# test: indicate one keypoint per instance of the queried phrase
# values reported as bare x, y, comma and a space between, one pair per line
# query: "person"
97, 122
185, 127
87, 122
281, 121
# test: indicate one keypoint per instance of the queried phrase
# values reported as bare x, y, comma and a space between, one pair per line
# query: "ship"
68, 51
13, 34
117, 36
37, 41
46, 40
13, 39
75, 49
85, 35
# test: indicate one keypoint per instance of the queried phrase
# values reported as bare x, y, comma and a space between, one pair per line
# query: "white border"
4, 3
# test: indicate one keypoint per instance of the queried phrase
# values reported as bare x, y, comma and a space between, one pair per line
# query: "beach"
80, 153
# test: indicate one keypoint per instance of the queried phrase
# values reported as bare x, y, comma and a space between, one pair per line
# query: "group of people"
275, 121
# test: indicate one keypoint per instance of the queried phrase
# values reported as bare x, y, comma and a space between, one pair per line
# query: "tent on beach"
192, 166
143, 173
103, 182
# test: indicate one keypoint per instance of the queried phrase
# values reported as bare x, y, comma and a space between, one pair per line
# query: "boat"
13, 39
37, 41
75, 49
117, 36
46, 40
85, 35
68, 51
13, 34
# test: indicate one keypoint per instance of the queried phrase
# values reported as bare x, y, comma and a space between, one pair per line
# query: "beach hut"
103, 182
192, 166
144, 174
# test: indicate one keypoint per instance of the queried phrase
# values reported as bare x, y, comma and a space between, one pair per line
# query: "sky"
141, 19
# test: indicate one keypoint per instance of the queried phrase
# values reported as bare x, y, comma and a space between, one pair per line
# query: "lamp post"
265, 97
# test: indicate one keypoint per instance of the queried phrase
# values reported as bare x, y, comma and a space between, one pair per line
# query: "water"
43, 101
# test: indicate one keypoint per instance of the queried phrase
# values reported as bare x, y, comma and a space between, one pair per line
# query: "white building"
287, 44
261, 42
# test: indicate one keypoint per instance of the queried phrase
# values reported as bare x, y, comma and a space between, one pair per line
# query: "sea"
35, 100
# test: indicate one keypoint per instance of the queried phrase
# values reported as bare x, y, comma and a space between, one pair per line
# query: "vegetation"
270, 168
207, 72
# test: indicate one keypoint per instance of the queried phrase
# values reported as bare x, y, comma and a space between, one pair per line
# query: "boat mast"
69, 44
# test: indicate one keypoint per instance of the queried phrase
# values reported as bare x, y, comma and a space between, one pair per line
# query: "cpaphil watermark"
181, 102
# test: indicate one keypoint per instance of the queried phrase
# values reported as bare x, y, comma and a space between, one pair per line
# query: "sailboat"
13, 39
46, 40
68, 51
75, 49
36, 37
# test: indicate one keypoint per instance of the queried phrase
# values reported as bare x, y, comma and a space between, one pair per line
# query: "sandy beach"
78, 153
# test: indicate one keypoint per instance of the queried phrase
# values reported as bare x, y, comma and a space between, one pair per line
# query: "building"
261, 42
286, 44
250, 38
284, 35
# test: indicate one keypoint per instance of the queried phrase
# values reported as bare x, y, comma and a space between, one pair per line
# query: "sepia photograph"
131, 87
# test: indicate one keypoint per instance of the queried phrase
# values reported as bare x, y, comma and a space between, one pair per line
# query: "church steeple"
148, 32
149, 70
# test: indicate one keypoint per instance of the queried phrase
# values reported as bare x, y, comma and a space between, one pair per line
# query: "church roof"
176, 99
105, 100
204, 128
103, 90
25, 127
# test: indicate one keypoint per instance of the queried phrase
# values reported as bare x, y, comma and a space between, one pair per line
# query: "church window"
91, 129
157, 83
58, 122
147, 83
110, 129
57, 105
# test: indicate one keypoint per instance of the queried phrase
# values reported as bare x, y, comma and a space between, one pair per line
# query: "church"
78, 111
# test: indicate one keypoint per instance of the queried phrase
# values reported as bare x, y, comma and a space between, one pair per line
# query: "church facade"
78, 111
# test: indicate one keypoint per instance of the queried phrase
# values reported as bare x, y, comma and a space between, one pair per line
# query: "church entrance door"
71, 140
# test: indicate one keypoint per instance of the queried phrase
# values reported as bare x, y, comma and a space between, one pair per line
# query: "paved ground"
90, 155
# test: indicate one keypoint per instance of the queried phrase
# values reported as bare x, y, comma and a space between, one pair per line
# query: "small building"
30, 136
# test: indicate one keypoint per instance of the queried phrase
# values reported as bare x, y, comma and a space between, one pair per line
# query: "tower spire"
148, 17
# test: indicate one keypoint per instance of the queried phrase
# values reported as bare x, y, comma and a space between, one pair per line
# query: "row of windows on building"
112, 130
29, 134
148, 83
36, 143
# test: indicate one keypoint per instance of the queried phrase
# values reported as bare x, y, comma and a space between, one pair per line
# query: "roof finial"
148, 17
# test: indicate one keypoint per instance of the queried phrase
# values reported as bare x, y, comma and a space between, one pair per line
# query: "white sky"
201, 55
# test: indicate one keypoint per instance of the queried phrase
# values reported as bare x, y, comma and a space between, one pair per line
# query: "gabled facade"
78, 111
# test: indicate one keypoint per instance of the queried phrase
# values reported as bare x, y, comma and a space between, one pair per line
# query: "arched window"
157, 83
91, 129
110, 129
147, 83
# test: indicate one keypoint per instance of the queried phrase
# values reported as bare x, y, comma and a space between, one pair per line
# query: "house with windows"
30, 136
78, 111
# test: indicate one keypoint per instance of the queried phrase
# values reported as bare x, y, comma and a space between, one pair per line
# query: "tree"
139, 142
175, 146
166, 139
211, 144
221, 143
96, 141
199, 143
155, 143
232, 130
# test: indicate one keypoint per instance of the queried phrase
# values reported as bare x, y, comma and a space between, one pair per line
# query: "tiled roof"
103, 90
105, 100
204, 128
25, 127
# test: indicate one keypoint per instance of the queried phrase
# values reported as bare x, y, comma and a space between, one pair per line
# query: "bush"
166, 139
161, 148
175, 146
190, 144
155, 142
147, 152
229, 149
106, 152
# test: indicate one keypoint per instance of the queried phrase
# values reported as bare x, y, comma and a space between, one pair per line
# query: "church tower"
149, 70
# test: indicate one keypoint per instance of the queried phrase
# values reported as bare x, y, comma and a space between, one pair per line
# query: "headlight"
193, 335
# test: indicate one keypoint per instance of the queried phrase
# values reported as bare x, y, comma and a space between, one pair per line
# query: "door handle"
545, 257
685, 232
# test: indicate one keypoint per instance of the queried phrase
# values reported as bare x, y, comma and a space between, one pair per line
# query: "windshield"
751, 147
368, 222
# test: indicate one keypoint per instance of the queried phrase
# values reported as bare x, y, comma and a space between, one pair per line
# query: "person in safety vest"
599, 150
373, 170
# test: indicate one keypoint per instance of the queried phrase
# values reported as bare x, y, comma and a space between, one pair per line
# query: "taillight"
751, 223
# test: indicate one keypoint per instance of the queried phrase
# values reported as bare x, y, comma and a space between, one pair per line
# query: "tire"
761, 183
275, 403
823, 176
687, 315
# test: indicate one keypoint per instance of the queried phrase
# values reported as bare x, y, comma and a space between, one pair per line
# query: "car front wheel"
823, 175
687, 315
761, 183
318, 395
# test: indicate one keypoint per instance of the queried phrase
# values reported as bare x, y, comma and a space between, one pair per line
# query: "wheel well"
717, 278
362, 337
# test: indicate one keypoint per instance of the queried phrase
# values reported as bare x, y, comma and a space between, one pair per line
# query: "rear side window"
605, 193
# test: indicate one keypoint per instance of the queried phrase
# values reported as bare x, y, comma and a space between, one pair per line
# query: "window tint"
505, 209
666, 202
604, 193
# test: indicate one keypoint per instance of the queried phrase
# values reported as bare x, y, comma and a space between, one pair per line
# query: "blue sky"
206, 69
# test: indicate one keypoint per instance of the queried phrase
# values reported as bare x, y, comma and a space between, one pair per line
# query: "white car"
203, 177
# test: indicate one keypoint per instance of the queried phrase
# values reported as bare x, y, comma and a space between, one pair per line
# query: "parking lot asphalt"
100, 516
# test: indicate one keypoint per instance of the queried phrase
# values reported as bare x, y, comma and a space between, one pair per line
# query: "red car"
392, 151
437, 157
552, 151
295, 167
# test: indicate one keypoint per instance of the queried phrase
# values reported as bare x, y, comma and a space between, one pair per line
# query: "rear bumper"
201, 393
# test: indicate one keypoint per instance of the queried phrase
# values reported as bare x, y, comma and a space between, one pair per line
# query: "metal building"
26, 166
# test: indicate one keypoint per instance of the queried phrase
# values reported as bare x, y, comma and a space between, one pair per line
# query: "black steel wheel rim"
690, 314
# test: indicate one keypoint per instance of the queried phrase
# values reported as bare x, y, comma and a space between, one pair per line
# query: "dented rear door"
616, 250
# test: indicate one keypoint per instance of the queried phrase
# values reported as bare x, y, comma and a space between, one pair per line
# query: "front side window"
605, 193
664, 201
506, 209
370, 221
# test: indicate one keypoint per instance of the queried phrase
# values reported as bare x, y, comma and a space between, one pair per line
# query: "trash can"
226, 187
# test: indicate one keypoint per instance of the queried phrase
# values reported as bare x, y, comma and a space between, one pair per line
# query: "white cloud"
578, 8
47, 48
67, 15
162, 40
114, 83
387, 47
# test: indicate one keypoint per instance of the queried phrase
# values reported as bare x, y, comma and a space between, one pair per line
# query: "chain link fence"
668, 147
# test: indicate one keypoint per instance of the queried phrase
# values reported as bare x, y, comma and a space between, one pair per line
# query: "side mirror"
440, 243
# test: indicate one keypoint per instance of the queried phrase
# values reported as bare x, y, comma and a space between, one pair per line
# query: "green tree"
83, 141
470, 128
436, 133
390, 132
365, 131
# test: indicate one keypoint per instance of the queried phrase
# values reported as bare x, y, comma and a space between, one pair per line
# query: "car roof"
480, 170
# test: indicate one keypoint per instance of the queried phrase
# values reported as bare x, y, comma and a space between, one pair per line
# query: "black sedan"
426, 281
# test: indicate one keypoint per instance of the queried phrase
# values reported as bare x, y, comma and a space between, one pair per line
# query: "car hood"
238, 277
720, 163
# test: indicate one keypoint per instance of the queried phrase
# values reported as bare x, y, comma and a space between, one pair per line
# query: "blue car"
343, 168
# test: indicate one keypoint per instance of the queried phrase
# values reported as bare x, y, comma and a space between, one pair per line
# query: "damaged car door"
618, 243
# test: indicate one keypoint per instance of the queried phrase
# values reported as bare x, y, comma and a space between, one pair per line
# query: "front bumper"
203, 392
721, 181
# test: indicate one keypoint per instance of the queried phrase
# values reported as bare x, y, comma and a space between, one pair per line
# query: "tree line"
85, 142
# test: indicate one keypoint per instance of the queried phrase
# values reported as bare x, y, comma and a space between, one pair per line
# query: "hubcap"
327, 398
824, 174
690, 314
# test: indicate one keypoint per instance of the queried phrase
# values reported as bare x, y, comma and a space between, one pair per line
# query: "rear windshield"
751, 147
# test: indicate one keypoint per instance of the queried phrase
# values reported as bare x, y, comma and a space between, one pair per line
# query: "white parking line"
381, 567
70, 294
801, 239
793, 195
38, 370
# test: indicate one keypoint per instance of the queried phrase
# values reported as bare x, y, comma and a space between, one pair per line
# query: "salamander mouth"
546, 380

# SHORT EXERCISE
Count the lines in the items above that contain the word "tower", with case counting, and reply with only that number.

# EXERCISE SOLUTION
2